Work instructions: Start to finish, return the listing exactly as written.

Stored data:
******************************

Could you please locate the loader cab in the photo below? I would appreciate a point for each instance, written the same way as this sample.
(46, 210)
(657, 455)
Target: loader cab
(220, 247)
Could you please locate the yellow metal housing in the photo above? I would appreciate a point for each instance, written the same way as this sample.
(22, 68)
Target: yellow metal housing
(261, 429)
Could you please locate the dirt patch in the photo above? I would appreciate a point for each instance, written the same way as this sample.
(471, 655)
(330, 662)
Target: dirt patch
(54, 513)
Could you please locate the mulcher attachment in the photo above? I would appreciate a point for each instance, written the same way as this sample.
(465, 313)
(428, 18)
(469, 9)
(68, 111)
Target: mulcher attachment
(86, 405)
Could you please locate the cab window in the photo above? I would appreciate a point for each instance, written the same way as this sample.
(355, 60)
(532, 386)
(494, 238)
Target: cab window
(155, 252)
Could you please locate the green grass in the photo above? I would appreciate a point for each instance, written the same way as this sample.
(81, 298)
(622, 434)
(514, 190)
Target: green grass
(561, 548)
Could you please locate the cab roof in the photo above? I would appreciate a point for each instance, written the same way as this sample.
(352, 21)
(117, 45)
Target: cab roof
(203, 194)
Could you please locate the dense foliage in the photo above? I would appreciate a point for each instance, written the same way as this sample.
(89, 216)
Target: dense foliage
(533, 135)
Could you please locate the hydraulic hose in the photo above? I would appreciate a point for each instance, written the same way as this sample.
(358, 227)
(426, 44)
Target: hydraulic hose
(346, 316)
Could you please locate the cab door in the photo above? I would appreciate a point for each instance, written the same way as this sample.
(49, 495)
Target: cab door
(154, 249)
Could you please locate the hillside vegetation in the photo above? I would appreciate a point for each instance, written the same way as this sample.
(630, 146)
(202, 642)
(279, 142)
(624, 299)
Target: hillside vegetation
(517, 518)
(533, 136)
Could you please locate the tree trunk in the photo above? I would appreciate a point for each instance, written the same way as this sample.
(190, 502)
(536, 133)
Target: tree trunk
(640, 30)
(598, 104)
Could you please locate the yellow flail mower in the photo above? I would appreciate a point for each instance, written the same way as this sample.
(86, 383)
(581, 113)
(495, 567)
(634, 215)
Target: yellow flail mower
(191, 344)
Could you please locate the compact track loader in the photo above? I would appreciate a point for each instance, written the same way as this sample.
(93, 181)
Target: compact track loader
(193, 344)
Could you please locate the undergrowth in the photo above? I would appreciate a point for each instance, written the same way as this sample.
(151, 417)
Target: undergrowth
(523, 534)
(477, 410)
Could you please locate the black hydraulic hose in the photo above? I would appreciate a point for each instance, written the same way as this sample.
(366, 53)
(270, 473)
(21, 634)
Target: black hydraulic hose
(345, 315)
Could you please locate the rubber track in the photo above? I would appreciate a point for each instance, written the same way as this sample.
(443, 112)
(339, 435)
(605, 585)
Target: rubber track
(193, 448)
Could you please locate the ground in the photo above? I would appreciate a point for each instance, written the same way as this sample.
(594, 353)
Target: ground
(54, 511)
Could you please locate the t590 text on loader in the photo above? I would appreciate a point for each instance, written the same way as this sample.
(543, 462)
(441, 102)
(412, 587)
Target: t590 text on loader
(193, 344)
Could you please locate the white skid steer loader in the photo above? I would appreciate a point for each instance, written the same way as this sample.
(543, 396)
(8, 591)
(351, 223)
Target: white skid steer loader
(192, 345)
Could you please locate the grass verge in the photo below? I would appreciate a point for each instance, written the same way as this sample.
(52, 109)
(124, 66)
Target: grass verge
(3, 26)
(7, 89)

******************************

Answer space:
Could you please locate the loader cab in the photo below? I would appreciate a point for each instance, written the same way as this sample.
(46, 210)
(657, 455)
Target: loader cab
(220, 247)
Could you please locate the yellow metal housing in the photo above? I would appreciate a point for each instance, written the same way as this sample.
(22, 68)
Target: yellow metal housing
(261, 429)
Could you please locate the dirt patch in the photo above? I would appreciate a point for each instance, written the same way as this sample.
(471, 655)
(330, 662)
Target: dirt patch
(54, 513)
Could you please locate the mulcher attachment in the photo above? I would appreciate a point for each instance, written the same way as this sample.
(465, 313)
(428, 18)
(469, 9)
(68, 111)
Target: mulcher attachment
(86, 405)
Could you please locate the cab window in the photo above? I would appreciate a point for each instance, written the same way as this sample.
(355, 60)
(532, 386)
(494, 238)
Target: cab window
(155, 252)
Could you please locate the green grass in the photo above? I would appreciate a point for each instance, written the same way as this sample.
(81, 298)
(622, 434)
(514, 190)
Target: green grass
(561, 548)
Could you please locate the cab roof in the photo above? I would appreciate a point for each instance, written the same way as this sample.
(352, 21)
(117, 45)
Target: cab roof
(203, 194)
Could you please locate the dense foliage in the photo above? I would appreciate a point for each instance, written the same way as this sample.
(89, 216)
Target: dense foliage
(533, 135)
Could you please locate the hydraulic hose in the photo above? I would appreciate a point for each instance, written the same way as this sample.
(358, 227)
(426, 44)
Target: hydraulic hose
(346, 316)
Could you please locate the cab door in the photo above? I would appreciate a point for each instance, written the same way as this sample.
(49, 495)
Target: cab door
(154, 249)
Could you please locate the hillside vegetation in the photo above? I would appreciate a point for each instance, written the same way as this sample.
(630, 146)
(202, 642)
(279, 142)
(624, 299)
Target: hillside vegetation
(517, 518)
(533, 136)
Could you please locate the tree trunk in the photo above? I would appreciate a point for each instance, written the same way as this sample.
(190, 502)
(536, 133)
Target: tree trunk
(640, 30)
(598, 104)
Could you please locate the yellow flail mower in the photo above? I would appreciate a point for each instance, written the same way as this sample.
(86, 383)
(581, 113)
(495, 567)
(634, 215)
Target: yellow flail mower
(191, 344)
Could you please locate the compact track loader in the photo above? I would appreciate a point for each instance, written the same way as this sample.
(93, 181)
Target: compact track loader
(193, 344)
Could you please locate the undergrowth in the photo above? I would appreciate a point for each instance, written the same way as this sample.
(151, 417)
Target: undergrowth
(523, 534)
(477, 410)
Could you please locate the black hydraulic hose in the photo above? I would appreciate a point for each instance, written the same way as this sample.
(366, 53)
(270, 473)
(21, 634)
Target: black hydraulic hose
(345, 315)
Could you please locate the rubber track in the photo above? I would appreciate a point for each instance, written the same way as this sample.
(443, 112)
(339, 435)
(605, 585)
Target: rubber track
(193, 448)
Could you please locate the ground in the photo above? I would appreciate a point for each instance, written the same way as this sample.
(594, 353)
Target: ground
(54, 511)
Could you please locate the t590 text on loader in the photo above? I would appreciate a point for each instance, written the same way as this sample.
(543, 462)
(441, 102)
(412, 587)
Target: t590 text on loader
(193, 344)
Could you please locate the white skid steer loader in the photo above? I would appreciate a point for each instance, written the same way as this sample.
(543, 396)
(8, 591)
(351, 223)
Target: white skid steer loader
(192, 345)
Could you please locate the grass verge in the photo below? I would appreciate a point for each instance, written the same way as this sample.
(52, 109)
(124, 66)
Target: grass verge
(3, 26)
(7, 89)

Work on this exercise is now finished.